◆ Problem details
Take the line that contains "For each instance of the reflection" as the first line and the last line of the material below as the final one; reproduce exactly the lines between, inclusive.
----------------------------------------
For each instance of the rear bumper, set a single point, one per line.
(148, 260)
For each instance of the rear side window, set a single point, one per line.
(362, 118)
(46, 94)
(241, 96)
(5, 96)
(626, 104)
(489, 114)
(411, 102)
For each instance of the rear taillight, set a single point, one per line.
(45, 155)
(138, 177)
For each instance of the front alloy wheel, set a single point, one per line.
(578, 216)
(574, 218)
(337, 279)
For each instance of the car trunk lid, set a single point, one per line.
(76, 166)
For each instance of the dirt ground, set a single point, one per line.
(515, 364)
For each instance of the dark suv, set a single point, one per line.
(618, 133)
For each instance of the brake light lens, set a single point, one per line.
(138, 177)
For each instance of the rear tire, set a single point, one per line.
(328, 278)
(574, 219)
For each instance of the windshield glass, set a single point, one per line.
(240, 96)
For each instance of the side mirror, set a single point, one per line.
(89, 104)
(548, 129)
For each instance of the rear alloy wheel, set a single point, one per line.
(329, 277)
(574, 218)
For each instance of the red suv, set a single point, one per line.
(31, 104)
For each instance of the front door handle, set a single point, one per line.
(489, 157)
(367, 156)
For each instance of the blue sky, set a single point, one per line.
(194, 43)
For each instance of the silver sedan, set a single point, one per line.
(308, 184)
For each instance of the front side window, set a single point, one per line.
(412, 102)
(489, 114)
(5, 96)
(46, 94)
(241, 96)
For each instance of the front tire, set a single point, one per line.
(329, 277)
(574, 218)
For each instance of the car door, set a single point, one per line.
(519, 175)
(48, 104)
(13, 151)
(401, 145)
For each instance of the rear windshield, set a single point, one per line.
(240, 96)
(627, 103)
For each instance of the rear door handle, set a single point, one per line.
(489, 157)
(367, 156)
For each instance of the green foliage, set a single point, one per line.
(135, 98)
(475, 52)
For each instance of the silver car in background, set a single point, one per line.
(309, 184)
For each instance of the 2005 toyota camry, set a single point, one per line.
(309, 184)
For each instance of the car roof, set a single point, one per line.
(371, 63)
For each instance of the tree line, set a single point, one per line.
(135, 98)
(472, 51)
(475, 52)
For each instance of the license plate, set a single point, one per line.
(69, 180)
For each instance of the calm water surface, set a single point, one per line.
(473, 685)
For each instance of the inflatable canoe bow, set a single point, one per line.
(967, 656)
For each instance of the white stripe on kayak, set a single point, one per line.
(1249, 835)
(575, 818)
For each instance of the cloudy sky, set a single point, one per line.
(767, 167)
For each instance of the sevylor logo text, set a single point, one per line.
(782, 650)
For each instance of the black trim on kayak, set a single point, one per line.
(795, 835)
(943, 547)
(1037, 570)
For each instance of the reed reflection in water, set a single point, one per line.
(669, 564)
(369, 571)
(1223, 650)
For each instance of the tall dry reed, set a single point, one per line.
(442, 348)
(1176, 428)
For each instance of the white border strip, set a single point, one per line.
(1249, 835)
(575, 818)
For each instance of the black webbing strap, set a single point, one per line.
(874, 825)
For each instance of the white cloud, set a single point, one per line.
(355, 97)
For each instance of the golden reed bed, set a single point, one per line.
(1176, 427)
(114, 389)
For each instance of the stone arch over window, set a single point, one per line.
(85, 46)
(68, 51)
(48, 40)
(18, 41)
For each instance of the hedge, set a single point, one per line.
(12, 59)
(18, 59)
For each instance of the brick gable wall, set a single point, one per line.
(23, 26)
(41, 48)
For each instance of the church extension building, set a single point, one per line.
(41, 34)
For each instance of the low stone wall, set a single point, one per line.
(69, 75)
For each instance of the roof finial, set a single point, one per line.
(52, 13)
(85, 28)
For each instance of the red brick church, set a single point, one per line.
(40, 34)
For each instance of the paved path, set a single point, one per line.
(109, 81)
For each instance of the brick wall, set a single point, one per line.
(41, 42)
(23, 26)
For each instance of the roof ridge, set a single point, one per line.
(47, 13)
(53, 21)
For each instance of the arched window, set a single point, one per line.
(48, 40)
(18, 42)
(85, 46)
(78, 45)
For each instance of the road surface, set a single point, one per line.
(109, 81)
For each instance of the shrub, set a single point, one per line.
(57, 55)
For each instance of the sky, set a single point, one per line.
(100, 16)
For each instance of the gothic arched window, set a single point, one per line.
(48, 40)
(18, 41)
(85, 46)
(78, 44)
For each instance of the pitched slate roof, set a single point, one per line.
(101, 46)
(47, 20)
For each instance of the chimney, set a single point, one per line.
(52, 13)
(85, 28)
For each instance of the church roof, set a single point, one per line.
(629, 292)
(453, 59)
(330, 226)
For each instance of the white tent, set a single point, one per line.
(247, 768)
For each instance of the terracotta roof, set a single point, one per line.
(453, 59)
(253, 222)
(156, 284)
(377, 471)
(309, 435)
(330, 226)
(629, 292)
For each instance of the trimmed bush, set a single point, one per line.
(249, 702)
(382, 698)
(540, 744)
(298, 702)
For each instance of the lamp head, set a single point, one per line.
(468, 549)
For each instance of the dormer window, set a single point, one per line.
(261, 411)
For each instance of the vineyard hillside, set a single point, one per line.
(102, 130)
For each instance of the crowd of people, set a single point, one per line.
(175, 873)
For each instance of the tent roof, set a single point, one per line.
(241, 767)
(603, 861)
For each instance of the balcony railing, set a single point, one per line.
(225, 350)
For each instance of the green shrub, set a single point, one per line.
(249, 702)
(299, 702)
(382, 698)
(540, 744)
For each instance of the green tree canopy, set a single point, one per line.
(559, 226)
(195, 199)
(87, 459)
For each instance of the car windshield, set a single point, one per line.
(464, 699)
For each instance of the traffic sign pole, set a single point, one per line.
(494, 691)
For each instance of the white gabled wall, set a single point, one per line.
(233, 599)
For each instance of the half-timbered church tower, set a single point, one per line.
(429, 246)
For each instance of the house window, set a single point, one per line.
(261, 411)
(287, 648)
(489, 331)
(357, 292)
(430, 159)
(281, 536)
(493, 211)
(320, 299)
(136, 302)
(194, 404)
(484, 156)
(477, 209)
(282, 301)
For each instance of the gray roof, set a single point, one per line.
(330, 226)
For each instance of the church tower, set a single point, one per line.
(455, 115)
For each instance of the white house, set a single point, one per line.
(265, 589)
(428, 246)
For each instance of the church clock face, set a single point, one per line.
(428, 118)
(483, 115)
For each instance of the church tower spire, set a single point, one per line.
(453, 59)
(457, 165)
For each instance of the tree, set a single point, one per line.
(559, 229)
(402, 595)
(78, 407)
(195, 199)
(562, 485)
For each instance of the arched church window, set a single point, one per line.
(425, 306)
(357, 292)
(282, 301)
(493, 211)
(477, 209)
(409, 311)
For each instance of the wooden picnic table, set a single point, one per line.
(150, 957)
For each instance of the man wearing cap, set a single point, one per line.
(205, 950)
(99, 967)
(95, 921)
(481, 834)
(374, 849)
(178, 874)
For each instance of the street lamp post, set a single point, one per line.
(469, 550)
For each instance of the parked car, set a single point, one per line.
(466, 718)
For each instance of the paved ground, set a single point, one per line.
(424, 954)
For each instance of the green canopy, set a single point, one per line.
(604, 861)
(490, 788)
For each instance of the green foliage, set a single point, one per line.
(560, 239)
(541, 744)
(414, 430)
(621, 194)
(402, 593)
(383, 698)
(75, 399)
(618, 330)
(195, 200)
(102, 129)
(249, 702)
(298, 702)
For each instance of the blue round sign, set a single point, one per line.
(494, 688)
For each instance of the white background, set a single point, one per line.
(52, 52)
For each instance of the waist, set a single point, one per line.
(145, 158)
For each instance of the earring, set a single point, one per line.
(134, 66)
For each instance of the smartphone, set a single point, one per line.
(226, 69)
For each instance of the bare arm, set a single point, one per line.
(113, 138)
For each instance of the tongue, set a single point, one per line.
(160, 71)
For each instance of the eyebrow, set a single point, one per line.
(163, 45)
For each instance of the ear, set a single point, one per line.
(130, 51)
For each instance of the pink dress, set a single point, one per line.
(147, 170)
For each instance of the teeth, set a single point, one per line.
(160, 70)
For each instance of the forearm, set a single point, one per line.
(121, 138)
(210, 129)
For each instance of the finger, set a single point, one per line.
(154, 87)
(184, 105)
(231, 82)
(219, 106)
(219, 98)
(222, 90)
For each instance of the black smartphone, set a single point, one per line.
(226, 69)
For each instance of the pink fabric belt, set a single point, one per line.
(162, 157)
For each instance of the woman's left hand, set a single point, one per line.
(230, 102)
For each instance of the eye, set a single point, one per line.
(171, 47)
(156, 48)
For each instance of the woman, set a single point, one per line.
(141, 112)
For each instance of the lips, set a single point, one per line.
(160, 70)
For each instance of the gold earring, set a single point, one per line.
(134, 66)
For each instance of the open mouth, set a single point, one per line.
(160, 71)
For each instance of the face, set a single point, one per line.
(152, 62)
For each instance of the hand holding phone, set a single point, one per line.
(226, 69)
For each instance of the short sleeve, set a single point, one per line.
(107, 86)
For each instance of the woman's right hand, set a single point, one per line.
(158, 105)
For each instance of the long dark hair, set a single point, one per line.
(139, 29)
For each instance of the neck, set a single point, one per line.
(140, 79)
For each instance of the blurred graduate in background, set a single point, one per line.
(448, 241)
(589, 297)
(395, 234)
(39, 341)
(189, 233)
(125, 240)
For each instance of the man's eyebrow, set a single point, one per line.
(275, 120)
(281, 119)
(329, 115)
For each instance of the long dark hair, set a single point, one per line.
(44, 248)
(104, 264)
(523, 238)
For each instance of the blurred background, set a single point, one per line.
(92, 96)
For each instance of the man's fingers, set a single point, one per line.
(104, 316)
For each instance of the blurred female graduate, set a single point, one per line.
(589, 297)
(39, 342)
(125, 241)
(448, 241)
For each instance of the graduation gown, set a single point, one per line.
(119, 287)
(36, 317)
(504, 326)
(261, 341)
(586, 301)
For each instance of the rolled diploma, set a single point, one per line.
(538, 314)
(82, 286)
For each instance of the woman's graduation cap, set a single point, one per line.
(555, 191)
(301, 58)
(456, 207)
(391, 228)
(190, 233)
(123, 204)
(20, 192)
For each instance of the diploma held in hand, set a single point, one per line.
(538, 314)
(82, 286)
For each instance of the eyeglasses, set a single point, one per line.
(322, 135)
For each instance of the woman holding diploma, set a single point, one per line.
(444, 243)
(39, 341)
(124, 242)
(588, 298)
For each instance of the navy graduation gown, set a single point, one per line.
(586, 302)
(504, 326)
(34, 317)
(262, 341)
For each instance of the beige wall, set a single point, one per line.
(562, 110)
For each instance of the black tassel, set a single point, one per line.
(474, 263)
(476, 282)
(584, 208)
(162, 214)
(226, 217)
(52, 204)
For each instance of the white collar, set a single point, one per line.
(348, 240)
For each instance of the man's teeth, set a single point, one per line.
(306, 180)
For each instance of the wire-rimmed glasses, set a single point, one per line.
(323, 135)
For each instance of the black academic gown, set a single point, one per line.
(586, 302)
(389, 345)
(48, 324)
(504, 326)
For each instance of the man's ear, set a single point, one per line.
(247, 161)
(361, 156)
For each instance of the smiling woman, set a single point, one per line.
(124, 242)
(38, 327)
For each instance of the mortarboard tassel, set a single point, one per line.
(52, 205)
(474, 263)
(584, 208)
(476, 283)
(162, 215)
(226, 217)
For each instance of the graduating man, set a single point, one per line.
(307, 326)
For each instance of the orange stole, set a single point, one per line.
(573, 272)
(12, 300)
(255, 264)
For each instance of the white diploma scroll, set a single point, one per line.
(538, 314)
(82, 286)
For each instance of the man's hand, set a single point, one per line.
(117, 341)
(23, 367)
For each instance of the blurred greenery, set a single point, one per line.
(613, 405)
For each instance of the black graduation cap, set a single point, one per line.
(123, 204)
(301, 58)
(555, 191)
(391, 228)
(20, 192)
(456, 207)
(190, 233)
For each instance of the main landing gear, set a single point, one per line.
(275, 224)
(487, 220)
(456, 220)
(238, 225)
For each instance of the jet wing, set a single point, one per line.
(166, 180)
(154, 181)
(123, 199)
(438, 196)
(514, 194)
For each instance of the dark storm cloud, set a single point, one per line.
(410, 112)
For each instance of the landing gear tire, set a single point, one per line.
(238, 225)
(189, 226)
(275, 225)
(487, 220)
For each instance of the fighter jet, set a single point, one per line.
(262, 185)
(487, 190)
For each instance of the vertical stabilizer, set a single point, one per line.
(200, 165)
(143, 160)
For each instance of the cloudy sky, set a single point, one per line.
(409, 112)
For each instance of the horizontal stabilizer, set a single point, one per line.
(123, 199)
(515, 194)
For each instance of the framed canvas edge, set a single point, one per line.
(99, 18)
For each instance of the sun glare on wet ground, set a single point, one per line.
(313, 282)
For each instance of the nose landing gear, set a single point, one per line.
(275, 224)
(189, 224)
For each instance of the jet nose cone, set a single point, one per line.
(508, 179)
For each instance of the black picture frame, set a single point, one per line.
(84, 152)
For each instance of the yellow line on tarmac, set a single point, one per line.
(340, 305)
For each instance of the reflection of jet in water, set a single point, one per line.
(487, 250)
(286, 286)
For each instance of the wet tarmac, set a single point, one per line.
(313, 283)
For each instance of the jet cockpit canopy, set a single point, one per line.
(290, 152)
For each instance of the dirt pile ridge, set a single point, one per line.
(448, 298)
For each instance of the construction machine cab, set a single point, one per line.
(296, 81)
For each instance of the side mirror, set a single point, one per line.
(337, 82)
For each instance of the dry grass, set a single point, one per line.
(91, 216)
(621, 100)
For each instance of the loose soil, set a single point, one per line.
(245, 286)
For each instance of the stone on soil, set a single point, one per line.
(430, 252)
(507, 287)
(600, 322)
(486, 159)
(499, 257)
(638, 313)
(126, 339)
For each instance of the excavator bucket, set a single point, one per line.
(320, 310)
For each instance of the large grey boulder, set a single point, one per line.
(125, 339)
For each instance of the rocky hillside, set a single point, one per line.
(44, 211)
----------------------------------------
◆ Worked solution
For each instance of the reflection of jet in water, set a single point, one per line.
(487, 250)
(286, 286)
For each instance of the wet tarmac, set a single point, one per line.
(313, 283)
For each instance of the jet cockpit canopy, set a single point, one per line.
(290, 152)
For each instance of the dirt pile ridge, set a single point, one per line.
(448, 298)
For each instance of the construction machine cab, set a single point, one per line.
(296, 81)
For each instance of the side mirror, set a single point, one per line.
(337, 82)
For each instance of the dry grass, set a single point, one per line.
(91, 216)
(621, 100)
For each instance of the loose soil, set a single point, one per line.
(245, 286)
For each instance of the stone on soil, set a single point, one per line.
(430, 252)
(507, 287)
(600, 322)
(486, 159)
(499, 257)
(638, 313)
(126, 339)
For each instance of the excavator bucket, set a single point, one per line.
(320, 310)
For each instance of the large grey boulder, set a single point, one per line.
(125, 339)
For each instance of the rocky hillside, set a single point, one per line.
(44, 211)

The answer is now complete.